This coach has great historic value – for what it didn’t do. It’s the only survivor of ten delivered to Muni in January 1947 for the express purpose of replacing the Powell Street cable cars. And it didn’t. And San Francisco is better because of it.
These ten buses were built by the Faegol-Twin Coach Company in Kent, Ohio. It had been founded in 1927 by two of the four Faegol brothers when they left their namesake company in Oakland, California. (Muni purchased a few of its early buses from Oakland’s Faegol between 1927 and 1931.)
The Faegol brothers brought their patented twin-engine approach to their new company, two synchronized engines that allowed for larger passenger loads. They also pioneered a monocoque body design, where the chassis is integrated with the body.

__Given problem A__. In the passage on the Muni coach, how many coaches were delivered to Muni in January 1947?
__Given problem B__. From the passage on the Muni coach, print everything from "The Faegol brothers" down to "with the body.".

__Source data__.
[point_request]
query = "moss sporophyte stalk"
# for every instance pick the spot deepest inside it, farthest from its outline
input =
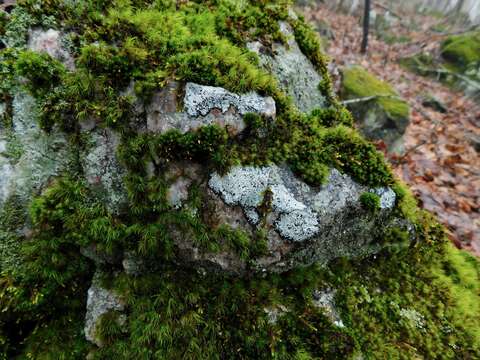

__Task answer A__. Ten coaches were delivered.

__Task answer B__.
The Faegol brothers brought their patented twin-engine approach to their new company, two synchronized engines that allowed for larger passenger loads. They also pioneered a monocoque body design, where the chassis is integrated with the body.